* Assignment:
Nothing but the lines from the one with "Expected behaviour: for every instance of the black bird, pick" through the final line of the entries should appear in the answer, copied exactly and without pictures.

==== Material shown

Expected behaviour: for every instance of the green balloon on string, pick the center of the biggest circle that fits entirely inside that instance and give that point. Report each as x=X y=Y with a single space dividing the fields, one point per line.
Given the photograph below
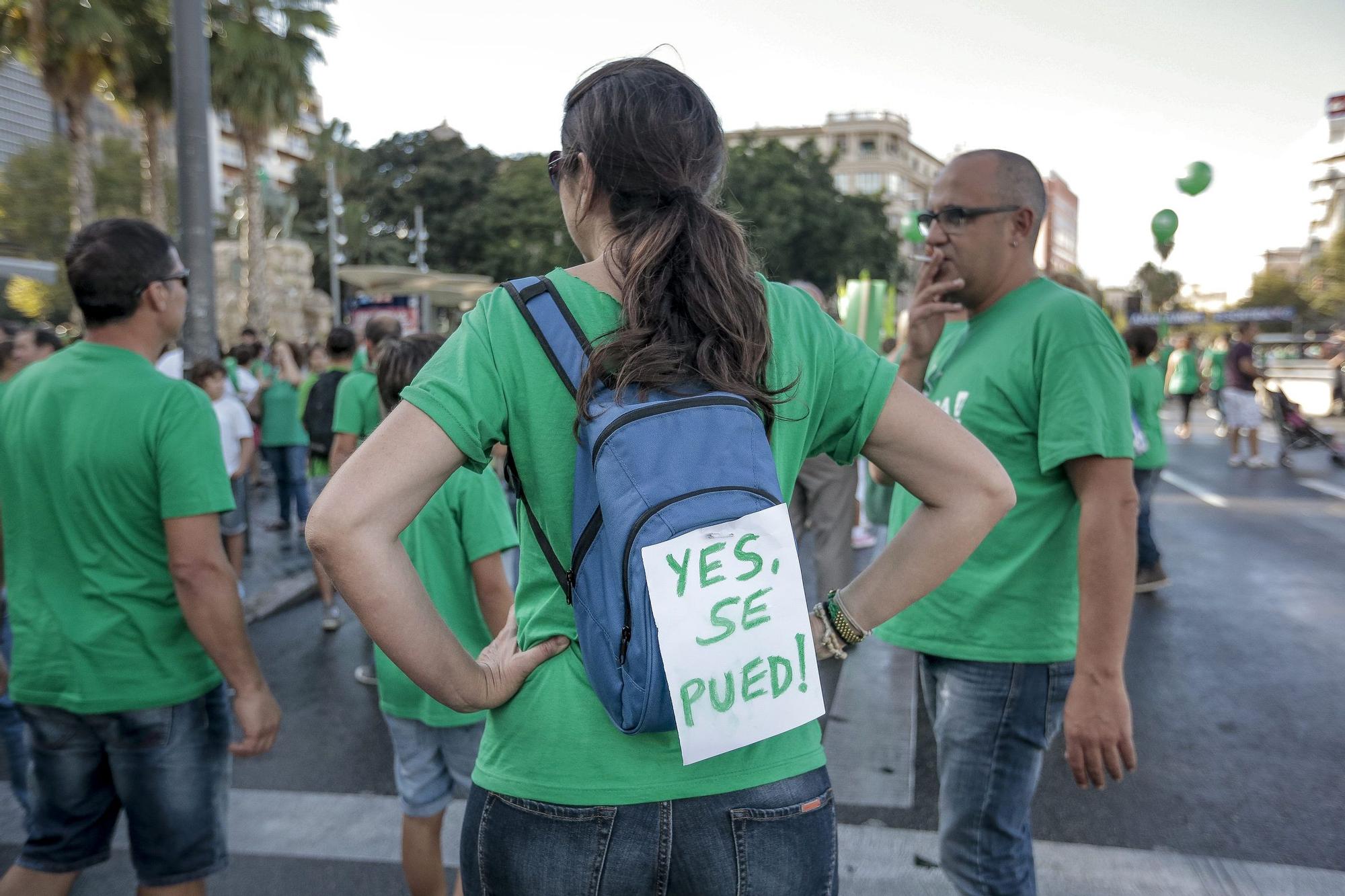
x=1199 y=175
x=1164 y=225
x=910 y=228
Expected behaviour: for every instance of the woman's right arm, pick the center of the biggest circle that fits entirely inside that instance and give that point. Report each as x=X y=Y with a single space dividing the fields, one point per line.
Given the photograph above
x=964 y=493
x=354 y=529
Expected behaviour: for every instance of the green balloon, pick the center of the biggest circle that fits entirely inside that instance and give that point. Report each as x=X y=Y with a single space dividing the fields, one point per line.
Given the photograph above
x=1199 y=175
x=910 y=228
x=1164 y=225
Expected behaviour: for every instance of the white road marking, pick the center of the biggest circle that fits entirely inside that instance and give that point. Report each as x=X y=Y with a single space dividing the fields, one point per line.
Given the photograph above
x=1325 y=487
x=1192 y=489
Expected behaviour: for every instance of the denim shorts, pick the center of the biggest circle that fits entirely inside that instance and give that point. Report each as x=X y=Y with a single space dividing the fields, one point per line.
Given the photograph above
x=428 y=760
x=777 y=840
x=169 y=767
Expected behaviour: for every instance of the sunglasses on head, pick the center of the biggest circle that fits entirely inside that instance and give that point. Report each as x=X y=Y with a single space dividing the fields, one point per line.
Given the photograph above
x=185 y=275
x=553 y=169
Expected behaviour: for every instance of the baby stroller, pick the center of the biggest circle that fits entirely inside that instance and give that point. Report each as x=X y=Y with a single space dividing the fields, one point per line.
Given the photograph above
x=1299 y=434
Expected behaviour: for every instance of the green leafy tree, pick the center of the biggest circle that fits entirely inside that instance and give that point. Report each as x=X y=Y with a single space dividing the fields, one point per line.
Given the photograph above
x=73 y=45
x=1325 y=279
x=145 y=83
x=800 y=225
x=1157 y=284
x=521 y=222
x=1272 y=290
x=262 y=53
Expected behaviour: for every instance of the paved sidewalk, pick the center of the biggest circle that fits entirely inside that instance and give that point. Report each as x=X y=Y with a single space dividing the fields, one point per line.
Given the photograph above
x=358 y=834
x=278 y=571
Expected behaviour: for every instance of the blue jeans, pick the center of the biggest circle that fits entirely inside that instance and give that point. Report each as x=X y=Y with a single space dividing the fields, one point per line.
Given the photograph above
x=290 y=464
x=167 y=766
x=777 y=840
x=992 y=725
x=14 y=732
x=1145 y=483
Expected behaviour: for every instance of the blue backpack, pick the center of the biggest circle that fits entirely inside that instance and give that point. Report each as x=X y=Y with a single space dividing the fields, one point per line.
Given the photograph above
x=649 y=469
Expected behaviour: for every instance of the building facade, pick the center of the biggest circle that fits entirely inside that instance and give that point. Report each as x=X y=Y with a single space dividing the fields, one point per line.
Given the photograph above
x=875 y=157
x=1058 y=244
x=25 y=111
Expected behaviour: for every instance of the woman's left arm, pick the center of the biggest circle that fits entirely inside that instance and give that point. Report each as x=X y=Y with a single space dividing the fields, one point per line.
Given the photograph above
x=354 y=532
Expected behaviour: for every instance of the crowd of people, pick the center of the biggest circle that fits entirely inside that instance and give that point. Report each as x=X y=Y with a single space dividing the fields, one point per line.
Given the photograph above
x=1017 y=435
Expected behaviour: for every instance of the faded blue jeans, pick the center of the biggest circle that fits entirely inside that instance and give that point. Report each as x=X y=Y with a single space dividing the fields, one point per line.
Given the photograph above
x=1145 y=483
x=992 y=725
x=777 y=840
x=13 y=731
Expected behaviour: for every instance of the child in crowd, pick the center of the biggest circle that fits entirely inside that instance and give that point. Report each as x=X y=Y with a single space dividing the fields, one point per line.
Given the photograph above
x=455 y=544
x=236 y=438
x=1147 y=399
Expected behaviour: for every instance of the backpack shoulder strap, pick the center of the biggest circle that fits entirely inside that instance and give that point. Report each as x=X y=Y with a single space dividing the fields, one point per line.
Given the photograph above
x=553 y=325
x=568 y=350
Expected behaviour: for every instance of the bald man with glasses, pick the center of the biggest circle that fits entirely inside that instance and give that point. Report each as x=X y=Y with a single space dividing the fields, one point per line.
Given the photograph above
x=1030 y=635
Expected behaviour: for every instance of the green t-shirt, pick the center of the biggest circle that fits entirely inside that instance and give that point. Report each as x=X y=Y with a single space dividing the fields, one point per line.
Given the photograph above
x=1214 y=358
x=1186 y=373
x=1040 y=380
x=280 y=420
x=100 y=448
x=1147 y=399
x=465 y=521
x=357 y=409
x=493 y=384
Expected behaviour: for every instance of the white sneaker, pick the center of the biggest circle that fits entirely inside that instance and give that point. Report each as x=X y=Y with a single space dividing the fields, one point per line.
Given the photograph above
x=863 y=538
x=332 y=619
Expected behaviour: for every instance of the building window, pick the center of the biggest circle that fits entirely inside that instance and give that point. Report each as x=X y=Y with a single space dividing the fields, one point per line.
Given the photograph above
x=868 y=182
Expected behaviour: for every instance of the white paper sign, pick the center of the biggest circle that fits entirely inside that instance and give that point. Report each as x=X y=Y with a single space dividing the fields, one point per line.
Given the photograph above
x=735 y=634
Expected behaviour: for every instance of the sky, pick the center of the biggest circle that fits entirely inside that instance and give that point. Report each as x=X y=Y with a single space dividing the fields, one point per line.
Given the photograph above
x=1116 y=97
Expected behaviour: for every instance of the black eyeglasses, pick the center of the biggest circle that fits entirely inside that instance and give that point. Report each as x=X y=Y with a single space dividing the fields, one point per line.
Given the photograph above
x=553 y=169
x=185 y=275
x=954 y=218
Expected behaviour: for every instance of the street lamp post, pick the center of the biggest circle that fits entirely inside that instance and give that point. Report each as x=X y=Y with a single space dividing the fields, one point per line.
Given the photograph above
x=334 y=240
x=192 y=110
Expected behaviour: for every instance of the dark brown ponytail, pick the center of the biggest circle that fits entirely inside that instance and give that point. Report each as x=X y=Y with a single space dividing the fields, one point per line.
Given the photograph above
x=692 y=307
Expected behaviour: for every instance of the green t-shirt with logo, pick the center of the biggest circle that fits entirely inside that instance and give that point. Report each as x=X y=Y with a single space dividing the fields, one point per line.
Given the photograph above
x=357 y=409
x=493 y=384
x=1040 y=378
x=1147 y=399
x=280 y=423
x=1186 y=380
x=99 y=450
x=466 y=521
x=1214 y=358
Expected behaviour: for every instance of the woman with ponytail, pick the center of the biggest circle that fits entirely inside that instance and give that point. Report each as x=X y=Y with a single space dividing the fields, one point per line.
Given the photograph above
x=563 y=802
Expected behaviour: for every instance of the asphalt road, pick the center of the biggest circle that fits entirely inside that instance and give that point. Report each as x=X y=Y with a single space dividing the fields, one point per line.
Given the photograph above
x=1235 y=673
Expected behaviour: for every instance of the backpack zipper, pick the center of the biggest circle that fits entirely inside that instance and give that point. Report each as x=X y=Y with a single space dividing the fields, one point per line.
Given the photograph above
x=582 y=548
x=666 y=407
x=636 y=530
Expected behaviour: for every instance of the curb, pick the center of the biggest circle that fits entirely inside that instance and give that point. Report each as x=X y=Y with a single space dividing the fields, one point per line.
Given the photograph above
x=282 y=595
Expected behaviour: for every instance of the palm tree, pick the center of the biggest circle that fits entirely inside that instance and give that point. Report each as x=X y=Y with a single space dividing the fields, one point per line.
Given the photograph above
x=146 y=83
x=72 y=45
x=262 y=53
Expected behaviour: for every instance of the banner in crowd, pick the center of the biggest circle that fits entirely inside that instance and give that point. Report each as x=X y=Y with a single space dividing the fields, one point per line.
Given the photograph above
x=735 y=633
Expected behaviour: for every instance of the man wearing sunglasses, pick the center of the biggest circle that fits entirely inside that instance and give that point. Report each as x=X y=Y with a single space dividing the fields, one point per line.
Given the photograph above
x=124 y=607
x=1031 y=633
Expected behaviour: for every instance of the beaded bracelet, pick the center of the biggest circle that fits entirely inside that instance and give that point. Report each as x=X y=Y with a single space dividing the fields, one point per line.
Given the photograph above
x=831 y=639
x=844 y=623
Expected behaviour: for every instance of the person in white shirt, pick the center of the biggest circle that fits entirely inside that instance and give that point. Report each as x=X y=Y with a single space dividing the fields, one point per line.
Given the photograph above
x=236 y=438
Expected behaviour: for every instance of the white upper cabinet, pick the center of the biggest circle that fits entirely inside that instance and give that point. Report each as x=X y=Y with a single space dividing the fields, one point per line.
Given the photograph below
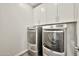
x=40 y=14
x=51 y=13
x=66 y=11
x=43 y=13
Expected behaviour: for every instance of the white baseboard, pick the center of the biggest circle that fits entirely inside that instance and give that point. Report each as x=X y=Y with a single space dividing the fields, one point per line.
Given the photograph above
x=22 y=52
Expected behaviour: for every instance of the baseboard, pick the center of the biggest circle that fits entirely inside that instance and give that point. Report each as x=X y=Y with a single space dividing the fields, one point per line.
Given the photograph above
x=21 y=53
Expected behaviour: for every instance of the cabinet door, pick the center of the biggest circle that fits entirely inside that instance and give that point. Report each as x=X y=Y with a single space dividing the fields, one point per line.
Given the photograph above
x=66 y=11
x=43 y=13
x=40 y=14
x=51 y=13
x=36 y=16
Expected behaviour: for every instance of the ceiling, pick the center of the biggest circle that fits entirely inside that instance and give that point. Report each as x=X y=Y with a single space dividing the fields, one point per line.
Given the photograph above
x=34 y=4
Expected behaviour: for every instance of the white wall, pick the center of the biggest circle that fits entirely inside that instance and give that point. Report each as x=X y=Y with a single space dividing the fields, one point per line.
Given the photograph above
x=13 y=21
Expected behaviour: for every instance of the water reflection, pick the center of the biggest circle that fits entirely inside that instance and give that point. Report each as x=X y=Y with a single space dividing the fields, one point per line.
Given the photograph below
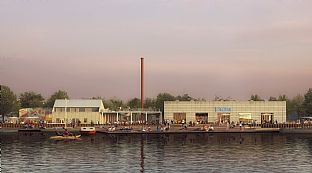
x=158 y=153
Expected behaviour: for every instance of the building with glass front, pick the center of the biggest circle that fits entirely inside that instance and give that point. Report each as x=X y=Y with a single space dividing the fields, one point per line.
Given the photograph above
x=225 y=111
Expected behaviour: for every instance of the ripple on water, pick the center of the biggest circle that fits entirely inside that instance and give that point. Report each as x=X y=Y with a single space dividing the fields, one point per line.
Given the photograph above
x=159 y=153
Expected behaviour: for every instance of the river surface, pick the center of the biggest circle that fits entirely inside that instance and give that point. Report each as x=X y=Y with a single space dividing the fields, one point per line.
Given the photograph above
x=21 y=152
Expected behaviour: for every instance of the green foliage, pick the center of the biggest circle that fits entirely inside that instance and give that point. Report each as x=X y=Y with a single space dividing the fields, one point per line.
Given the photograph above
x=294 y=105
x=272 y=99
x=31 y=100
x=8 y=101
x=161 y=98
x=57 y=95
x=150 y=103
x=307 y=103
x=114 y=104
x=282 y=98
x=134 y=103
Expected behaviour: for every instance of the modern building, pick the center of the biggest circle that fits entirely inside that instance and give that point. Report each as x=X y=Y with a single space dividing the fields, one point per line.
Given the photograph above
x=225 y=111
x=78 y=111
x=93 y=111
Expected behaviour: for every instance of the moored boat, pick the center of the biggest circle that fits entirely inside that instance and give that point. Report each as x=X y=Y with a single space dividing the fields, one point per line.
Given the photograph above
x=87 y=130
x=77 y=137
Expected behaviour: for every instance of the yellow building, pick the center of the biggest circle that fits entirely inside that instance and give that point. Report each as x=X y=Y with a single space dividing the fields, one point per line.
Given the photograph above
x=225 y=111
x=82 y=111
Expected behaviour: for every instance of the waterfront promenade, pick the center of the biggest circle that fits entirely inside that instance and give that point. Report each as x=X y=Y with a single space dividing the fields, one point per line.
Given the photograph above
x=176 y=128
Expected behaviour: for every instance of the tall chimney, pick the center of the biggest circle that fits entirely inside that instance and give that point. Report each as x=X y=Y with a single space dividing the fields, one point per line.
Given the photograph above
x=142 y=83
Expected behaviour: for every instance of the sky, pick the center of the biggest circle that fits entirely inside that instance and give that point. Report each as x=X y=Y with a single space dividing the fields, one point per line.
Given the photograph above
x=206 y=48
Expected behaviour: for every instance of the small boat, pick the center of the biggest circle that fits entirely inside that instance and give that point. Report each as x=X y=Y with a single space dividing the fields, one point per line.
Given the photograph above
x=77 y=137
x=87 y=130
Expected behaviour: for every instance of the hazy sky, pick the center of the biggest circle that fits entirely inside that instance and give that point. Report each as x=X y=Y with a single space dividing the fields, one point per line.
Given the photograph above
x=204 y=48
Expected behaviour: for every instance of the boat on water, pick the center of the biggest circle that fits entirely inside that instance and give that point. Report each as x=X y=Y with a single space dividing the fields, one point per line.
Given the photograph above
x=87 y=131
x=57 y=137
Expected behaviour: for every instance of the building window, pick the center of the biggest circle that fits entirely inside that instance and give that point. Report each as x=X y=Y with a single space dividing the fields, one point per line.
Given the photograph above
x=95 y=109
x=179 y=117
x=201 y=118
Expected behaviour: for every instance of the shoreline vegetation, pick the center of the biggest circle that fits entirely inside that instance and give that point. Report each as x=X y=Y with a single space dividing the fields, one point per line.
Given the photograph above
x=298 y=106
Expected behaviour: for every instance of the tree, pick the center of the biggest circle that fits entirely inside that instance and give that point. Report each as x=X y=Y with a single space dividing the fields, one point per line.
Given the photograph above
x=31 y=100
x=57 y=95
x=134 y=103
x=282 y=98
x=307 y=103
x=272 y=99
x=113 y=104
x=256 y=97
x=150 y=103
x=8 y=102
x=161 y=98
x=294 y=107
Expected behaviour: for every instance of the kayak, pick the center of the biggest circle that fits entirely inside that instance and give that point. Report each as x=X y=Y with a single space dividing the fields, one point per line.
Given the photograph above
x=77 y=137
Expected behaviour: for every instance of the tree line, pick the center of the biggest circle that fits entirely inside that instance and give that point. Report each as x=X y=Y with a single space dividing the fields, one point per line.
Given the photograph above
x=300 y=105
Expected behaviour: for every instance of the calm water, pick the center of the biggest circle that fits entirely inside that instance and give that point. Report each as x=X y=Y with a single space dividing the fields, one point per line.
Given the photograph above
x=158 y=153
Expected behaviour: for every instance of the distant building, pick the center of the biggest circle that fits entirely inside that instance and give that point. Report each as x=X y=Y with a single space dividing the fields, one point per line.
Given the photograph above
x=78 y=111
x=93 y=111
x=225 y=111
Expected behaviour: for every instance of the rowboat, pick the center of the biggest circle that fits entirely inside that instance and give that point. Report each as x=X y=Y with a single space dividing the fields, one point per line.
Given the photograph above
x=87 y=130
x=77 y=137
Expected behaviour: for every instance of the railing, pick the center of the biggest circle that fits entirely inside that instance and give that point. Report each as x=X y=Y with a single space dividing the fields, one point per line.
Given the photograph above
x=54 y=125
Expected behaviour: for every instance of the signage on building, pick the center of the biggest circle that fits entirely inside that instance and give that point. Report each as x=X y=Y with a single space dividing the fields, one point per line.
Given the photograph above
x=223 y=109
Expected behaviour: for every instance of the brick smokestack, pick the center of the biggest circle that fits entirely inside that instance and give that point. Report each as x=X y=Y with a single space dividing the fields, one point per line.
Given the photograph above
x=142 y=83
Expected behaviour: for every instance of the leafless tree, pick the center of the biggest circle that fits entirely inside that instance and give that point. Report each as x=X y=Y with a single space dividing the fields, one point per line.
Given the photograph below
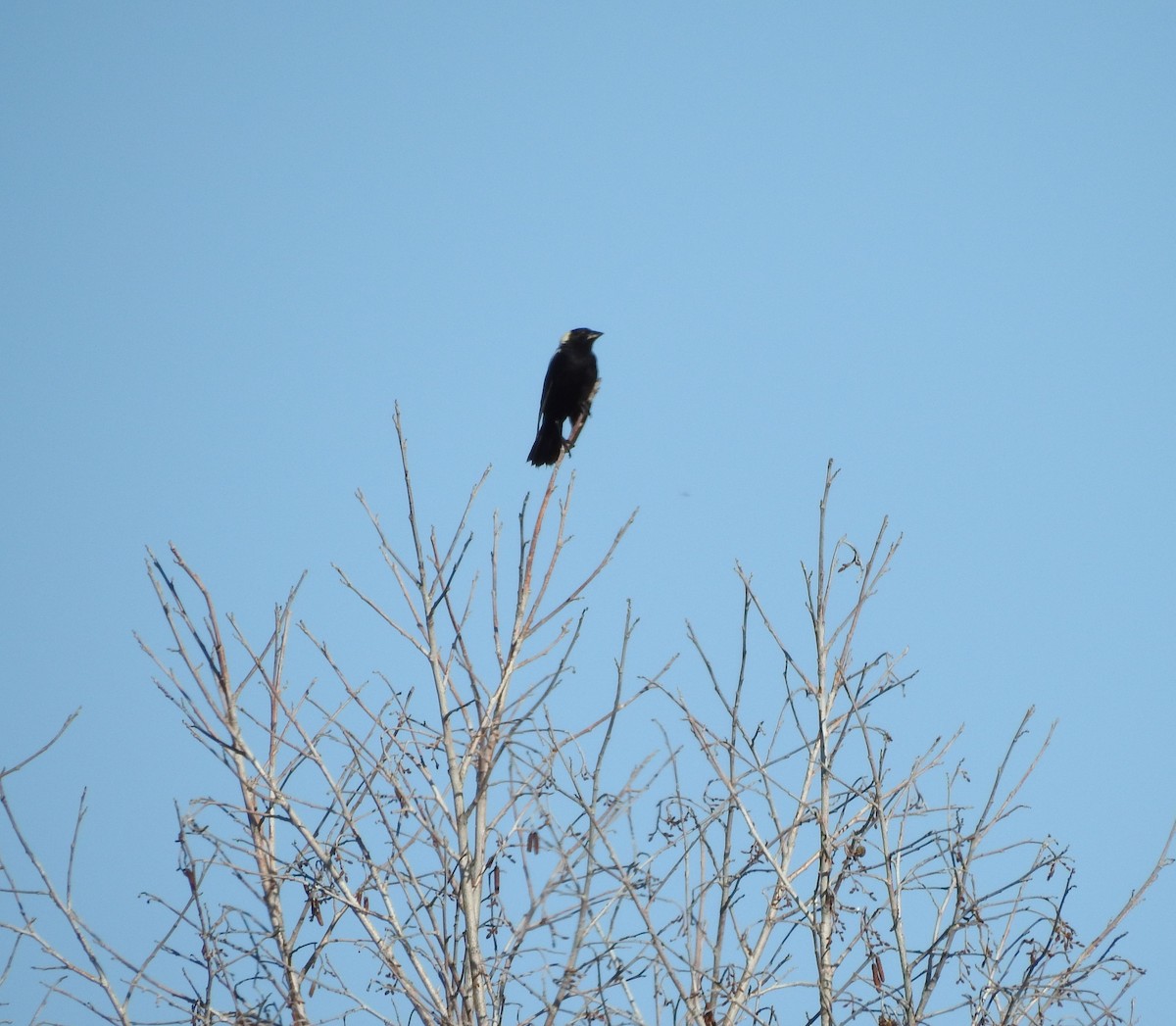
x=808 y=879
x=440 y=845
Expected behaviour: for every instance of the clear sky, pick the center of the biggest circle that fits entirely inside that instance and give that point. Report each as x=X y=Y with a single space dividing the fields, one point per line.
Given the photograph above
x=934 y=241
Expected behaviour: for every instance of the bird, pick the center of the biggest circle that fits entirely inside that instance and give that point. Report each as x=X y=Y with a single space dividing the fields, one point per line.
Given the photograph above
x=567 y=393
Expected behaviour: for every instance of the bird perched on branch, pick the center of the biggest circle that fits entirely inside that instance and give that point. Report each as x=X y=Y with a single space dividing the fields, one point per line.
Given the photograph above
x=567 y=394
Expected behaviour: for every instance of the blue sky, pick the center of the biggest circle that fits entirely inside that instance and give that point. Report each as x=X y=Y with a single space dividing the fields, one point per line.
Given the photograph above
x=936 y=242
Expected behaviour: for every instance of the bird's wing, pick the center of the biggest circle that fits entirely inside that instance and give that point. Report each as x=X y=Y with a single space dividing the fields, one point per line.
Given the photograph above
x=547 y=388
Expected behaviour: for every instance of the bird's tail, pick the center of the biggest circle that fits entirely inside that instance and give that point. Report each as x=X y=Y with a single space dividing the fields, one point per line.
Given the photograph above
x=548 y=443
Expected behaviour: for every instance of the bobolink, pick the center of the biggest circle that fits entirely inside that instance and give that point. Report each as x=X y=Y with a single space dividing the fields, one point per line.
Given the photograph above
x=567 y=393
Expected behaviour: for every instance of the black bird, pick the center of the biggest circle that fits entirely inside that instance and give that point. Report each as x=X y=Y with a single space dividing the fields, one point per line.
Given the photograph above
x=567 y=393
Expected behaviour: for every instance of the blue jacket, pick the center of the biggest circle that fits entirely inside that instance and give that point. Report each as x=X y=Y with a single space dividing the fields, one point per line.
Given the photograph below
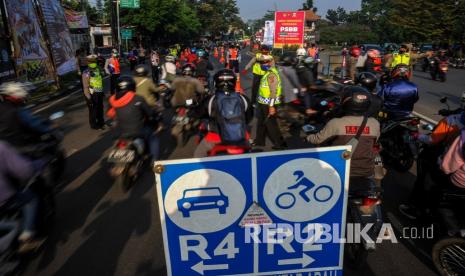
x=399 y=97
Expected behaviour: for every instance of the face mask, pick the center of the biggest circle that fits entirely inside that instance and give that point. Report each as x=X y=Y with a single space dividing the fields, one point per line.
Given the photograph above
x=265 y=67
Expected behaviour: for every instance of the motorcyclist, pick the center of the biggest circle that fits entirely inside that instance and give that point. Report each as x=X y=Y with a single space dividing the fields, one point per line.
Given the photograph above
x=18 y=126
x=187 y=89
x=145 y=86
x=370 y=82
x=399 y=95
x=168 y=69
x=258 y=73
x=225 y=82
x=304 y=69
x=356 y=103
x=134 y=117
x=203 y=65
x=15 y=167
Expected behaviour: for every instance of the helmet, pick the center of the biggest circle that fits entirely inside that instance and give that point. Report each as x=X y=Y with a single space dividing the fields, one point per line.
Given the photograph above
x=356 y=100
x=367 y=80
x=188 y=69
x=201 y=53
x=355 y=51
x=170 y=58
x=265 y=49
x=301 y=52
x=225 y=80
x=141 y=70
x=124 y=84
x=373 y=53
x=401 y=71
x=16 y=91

========

* Reply to the task:
Expected behaviour: for every instance of the black bird, pick the center of the biggest circle that fits entirely inside that instance and give that point. Report each as x=X y=Y with a single space dividing the fields, one point per line.
Given the photograph above
x=567 y=393
Expected behaviour: for every instance of the blue jacket, pick the center of the biggest circle that fits entirely inside that instance and give that point. Report each as x=X y=Y with a single space dividing the fields, one point per line.
Given the photograph below
x=399 y=97
Expected behaviour: for every instance of the face mask, pick the center of the biggest circle that fits entirely inside that instance and give that point. Report each as x=X y=Y with a single space dividing the fields, one point per line.
Given the photograph above
x=265 y=67
Expected behaviour: for every instance of the motorcyclist, pick the center of the biggest circle that fits entirely inside that instance and give that point. Report each as x=X y=Y with a single space dividing the fields, one point per line.
Given the photograph above
x=18 y=126
x=187 y=89
x=145 y=86
x=370 y=82
x=399 y=95
x=168 y=69
x=258 y=73
x=225 y=82
x=304 y=69
x=356 y=103
x=134 y=117
x=203 y=65
x=15 y=167
Expected behaviour: for every instance of the helmet, pick the center of the biggest circle that fits entirely inside that instance and give that point. Report each as x=X y=Y with a single space dividing the fields, one point per line.
Given the photograph above
x=356 y=100
x=367 y=80
x=188 y=69
x=201 y=53
x=355 y=51
x=170 y=58
x=265 y=49
x=301 y=52
x=225 y=80
x=141 y=70
x=124 y=84
x=373 y=53
x=401 y=71
x=16 y=91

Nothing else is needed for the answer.